> [Exercise tasks]
1. Based on the passage about PIL's crop method, state whether each statement below agrees with it. Answer yes or no, and quote the deciding words from the passage. (a) Negative values for left and top add black pixels to those edges. (b) The documentation explicitly states that crop accepts coordinates outside the original image. (c) The code sets the new size to 800 by 800.
2. Rewrite the passage on PIL's crop method from "This code accounts" to "new_size = (800, 800)", changing "new_size" to "target_size".
3. Continue the passage on padding an image with PIL's crop method from its final line.

> [Extract provided]
PIL's crop method can actually handle this for you by using numbers that are outside the bounding box of the original image, though it's not explicitly stated in the documentation. Negative numbers for left and top will add black pixels to those edges, while numbers greater than the original width and height for right and bottom will add black pixels to those edges.

This code accounts for odd pixel sizes:

from PIL import Image

with Image.open('/path/to/image.gif') as im:
    old_size = im.size
    new_size = (800, 800)

> [Stored records]
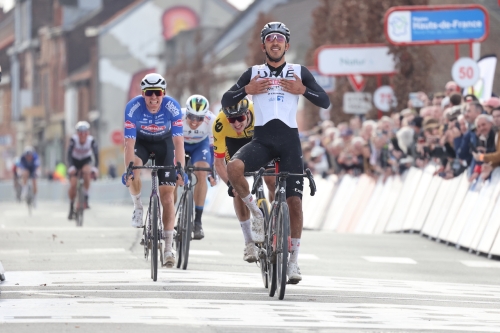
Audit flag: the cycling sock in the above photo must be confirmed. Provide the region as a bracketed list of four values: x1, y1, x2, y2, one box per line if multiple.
[288, 238, 300, 263]
[240, 220, 253, 245]
[194, 206, 203, 224]
[130, 192, 142, 209]
[162, 230, 174, 252]
[241, 193, 262, 216]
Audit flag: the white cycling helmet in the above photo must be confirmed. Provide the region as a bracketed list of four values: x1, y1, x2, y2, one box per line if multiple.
[186, 95, 209, 117]
[141, 73, 167, 90]
[75, 120, 90, 132]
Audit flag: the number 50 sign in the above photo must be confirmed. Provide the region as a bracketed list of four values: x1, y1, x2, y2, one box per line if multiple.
[451, 57, 479, 88]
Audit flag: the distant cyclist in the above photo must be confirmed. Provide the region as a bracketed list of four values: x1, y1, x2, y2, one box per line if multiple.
[124, 73, 184, 267]
[182, 95, 215, 239]
[19, 146, 40, 206]
[68, 121, 99, 220]
[222, 22, 330, 283]
[213, 97, 275, 262]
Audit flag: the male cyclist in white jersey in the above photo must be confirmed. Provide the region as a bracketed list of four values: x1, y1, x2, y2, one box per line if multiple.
[68, 121, 99, 220]
[222, 22, 330, 283]
[182, 95, 215, 239]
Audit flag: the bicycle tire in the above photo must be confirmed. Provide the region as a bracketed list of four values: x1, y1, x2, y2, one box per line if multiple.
[151, 196, 159, 281]
[276, 202, 290, 300]
[265, 204, 277, 297]
[257, 198, 269, 288]
[182, 189, 193, 270]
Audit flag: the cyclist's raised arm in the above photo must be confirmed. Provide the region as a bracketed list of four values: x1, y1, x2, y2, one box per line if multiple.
[300, 66, 330, 109]
[221, 67, 252, 107]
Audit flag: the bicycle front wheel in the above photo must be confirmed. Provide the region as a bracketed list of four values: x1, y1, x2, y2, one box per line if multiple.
[276, 202, 290, 300]
[182, 190, 193, 269]
[151, 196, 159, 281]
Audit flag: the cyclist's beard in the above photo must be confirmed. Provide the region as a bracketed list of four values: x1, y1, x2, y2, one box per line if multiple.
[266, 50, 286, 62]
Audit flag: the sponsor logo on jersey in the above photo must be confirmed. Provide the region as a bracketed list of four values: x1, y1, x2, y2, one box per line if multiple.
[128, 102, 141, 117]
[125, 120, 135, 129]
[165, 101, 181, 117]
[141, 124, 167, 133]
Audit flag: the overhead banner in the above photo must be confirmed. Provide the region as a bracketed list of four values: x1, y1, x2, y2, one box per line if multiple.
[315, 44, 396, 76]
[384, 5, 489, 45]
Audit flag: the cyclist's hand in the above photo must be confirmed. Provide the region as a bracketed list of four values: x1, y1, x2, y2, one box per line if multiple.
[245, 74, 271, 95]
[280, 74, 306, 95]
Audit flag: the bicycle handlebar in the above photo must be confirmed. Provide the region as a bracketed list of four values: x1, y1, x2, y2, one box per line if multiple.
[249, 168, 316, 197]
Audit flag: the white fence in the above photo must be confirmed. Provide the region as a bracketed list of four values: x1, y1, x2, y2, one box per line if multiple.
[205, 165, 500, 258]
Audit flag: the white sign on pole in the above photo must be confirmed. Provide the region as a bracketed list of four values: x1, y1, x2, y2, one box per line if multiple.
[342, 92, 373, 114]
[373, 86, 398, 112]
[451, 57, 479, 88]
[316, 45, 396, 76]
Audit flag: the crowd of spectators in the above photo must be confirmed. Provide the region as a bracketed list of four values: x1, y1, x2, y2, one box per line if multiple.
[302, 81, 500, 182]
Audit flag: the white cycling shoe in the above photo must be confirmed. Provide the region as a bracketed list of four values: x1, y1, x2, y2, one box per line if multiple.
[243, 243, 259, 262]
[163, 251, 175, 268]
[251, 215, 265, 244]
[286, 262, 302, 284]
[132, 208, 144, 228]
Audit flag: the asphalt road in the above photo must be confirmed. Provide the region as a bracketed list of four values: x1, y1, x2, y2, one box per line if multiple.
[0, 198, 500, 333]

> [Answer set]
1.
(a) Yes: "Negative numbers for left and top will add black pixels to those edges"
(b) No: "though it's not explicitly stated in the documentation"
(c) Yes: "new_size = (800, 800)"

2.
This code accounts for odd pixel sizes:

from PIL import Image

with Image.open('/path/to/image.gif') as im:
    old_size = im.size
    target_size = (800, 800)

3.
    if new_size > old_size:
        # Set number of pixels to expand to the left, top, right,
        # and bottom, making sure to account for even or odd numbers
        if old_size[0] % 2 == 0:
            add_left = add_right = (new_size[0] - old_size[0]) // 2
        else:
            add_left = (new_size[0] - old_size[0]) // 2
            add_right = ((new_size[0] - old_size[0]) // 2) + 1

        if old_size[1] % 2 == 0:
            add_top = add_bottom = (new_size[1] - old_size[1]) // 2
        else:
            add_top = (new_size[1] - old_size[1]) // 2
            add_bottom = ((new_size[1] - old_size[1]) // 2) + 1

        left = 0 - add_left
        top = 0 - add_top
        right = old_size[0] + add_right
        bottom = old_size[1] + add_bottom

        # By default, the added pixels are black
        im = im.crop((left, top, right, bottom))

Instead of the 4-tuple, you could instead use a 2-tuple to add the same number of pixels on the left/right and top/bottom, or a 1-tuple to add the same number of pixels to all sides.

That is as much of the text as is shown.